(Region annotation items)
---------------
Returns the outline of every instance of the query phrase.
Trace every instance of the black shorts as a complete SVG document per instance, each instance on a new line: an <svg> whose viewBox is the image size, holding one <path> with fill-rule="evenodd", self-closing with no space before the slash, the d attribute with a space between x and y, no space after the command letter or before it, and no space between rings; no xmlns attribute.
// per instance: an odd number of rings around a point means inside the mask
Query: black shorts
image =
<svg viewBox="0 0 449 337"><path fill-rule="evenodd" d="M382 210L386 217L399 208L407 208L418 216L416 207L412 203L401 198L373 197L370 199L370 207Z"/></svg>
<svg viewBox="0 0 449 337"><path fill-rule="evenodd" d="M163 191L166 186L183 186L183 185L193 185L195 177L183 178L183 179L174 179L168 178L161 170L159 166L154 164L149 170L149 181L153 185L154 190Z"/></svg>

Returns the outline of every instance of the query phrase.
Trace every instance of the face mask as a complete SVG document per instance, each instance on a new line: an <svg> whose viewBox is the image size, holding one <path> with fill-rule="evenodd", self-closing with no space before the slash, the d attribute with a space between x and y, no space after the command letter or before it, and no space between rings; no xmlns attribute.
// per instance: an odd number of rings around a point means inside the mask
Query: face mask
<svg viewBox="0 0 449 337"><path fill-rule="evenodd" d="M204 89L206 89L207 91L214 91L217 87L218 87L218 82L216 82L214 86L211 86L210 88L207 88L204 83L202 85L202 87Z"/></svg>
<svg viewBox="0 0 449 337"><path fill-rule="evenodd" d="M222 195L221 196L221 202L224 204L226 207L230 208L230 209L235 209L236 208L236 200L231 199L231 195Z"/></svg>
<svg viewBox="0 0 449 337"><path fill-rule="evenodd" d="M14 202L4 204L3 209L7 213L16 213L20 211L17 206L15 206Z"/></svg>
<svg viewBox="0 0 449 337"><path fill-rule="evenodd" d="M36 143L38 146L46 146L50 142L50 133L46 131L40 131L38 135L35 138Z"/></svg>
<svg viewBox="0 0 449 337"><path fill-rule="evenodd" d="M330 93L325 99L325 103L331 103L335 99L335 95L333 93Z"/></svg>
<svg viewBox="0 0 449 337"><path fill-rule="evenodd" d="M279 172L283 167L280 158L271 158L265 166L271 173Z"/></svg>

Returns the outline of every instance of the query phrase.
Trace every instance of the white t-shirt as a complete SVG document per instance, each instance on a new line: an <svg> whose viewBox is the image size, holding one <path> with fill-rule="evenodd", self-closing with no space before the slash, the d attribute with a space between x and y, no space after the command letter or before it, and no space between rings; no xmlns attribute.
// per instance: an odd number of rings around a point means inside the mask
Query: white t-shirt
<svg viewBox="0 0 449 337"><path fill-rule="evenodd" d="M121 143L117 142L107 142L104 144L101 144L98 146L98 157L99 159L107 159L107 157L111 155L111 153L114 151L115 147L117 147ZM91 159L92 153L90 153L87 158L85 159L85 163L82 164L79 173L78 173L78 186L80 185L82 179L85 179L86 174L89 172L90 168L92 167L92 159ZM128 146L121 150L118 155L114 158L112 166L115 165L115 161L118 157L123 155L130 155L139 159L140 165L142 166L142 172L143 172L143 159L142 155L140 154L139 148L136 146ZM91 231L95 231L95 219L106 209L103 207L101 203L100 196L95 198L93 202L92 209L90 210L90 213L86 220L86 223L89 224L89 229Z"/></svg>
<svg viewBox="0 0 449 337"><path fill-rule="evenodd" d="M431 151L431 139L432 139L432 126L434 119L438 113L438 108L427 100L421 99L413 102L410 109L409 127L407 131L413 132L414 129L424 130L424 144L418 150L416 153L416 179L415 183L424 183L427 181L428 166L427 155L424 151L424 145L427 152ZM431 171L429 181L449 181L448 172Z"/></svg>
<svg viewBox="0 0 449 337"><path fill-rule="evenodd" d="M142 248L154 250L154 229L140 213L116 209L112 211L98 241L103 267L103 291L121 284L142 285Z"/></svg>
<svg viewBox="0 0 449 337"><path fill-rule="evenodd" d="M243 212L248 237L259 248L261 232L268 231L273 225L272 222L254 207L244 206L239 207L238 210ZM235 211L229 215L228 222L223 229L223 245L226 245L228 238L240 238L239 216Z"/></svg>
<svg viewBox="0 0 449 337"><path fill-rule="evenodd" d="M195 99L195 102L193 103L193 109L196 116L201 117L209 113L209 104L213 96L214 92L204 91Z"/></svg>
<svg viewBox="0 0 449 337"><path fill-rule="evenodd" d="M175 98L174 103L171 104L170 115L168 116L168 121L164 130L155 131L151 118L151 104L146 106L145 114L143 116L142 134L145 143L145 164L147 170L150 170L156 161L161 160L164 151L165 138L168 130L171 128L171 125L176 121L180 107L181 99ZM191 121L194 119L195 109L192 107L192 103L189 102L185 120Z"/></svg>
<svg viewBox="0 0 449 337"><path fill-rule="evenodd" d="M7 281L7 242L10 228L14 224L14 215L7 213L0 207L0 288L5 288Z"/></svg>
---------------
◆ Instructions to follow
Repeat every line of the records above word for word.

◆ Response to this exercise
Returns the outline of every instance of the query phrase.
Trace every instance of the black shorts as a complete SVG document per instance, each instance on a new line: an <svg> whose viewBox is the image size, holding one <path> with fill-rule="evenodd", self-closing with no space before the slash, the d attribute with a space between x and y, no space after the command letter or before it, and no space between rings; no xmlns attribute.
// per instance: an odd number of rings around a point means inside the mask
Query: black shorts
image =
<svg viewBox="0 0 449 337"><path fill-rule="evenodd" d="M382 210L386 217L399 208L407 208L418 216L416 207L412 203L401 198L373 197L370 199L370 207Z"/></svg>
<svg viewBox="0 0 449 337"><path fill-rule="evenodd" d="M163 191L166 186L183 186L183 185L193 185L195 177L183 178L183 179L174 179L168 178L161 170L159 166L154 164L149 170L149 181L153 185L154 190Z"/></svg>

Returns the outline of every instance of the query phrase.
Trace every instance of the face mask as a complete SVG document per instance, each instance on a new line: an <svg> whose viewBox is the image size, holding one <path> with fill-rule="evenodd", self-closing with no space before the slash, the d attribute with a space between x and y, no space after the command letter or before it, and no space between rings; no xmlns attribute.
// per instance: an odd number of rings around a point means inside the mask
Query: face mask
<svg viewBox="0 0 449 337"><path fill-rule="evenodd" d="M204 89L206 89L207 91L214 91L217 87L218 87L218 82L216 82L214 86L211 86L210 88L207 88L204 83L202 85L202 87Z"/></svg>
<svg viewBox="0 0 449 337"><path fill-rule="evenodd" d="M222 195L221 196L221 202L224 204L226 207L230 208L230 209L235 209L236 208L236 200L231 199L231 195Z"/></svg>
<svg viewBox="0 0 449 337"><path fill-rule="evenodd" d="M14 202L4 204L3 209L7 213L16 213L20 211L17 206L15 206Z"/></svg>
<svg viewBox="0 0 449 337"><path fill-rule="evenodd" d="M36 143L38 146L46 146L50 142L50 133L46 131L40 131L38 135L35 138Z"/></svg>
<svg viewBox="0 0 449 337"><path fill-rule="evenodd" d="M330 93L325 99L325 103L331 103L335 99L335 95L333 93Z"/></svg>
<svg viewBox="0 0 449 337"><path fill-rule="evenodd" d="M279 172L283 167L280 158L271 158L265 166L271 173Z"/></svg>

Returns the outline of every instance of the query phrase.
Trace every instance of the white t-shirt as a complete SVG document per instance, each instance on a new line: an <svg> whose viewBox is the image size, holding one <path> with fill-rule="evenodd", self-closing with no space before the slash, the d attribute with a space between x and y, no space after the command letter or before it, and no space between rings; no xmlns attribute.
// per instance: an odd number of rings around a point means inside the mask
Query: white t-shirt
<svg viewBox="0 0 449 337"><path fill-rule="evenodd" d="M121 143L117 142L107 142L104 144L101 144L98 146L98 157L99 159L107 159L107 157L111 155L111 153L114 151L115 147L117 147ZM91 159L92 153L90 153L87 158L85 159L85 163L82 164L79 173L78 173L78 186L80 185L82 179L85 179L86 174L89 172L90 168L92 167L92 159ZM128 146L121 150L118 155L114 158L112 166L115 165L115 161L118 157L123 155L130 155L139 159L140 165L142 166L142 172L143 172L143 159L142 155L140 154L139 148L136 146ZM91 231L95 231L95 219L106 209L103 207L101 203L100 196L95 198L93 202L92 209L90 210L90 213L86 220L86 223L89 224L89 229Z"/></svg>
<svg viewBox="0 0 449 337"><path fill-rule="evenodd" d="M431 151L431 139L432 139L432 126L434 119L438 113L438 108L427 100L421 99L413 102L410 109L409 127L407 131L413 132L414 129L424 130L424 144L418 150L416 153L416 179L415 183L424 183L427 181L428 166L427 155L424 151L424 145L427 152ZM431 171L429 181L449 181L448 172Z"/></svg>
<svg viewBox="0 0 449 337"><path fill-rule="evenodd" d="M142 248L154 250L154 229L140 213L116 209L112 211L98 241L103 267L103 291L121 284L142 285Z"/></svg>
<svg viewBox="0 0 449 337"><path fill-rule="evenodd" d="M243 212L248 237L259 248L261 232L268 231L273 225L272 222L254 207L244 206L239 207L238 210ZM235 211L229 215L228 222L223 229L223 245L226 245L228 238L240 238L239 216Z"/></svg>
<svg viewBox="0 0 449 337"><path fill-rule="evenodd" d="M195 99L195 102L193 103L193 109L196 116L201 117L209 113L209 104L213 96L214 92L204 91Z"/></svg>
<svg viewBox="0 0 449 337"><path fill-rule="evenodd" d="M175 98L174 103L171 104L170 115L168 116L168 121L164 130L155 131L151 118L151 104L146 106L145 114L143 116L142 134L145 143L145 164L147 170L150 170L156 161L161 160L164 151L165 138L168 130L171 128L171 125L176 121L180 107L181 99ZM191 121L194 119L195 109L192 107L192 103L189 102L185 120Z"/></svg>
<svg viewBox="0 0 449 337"><path fill-rule="evenodd" d="M7 281L7 242L10 228L14 224L14 215L7 213L0 207L0 288L5 288Z"/></svg>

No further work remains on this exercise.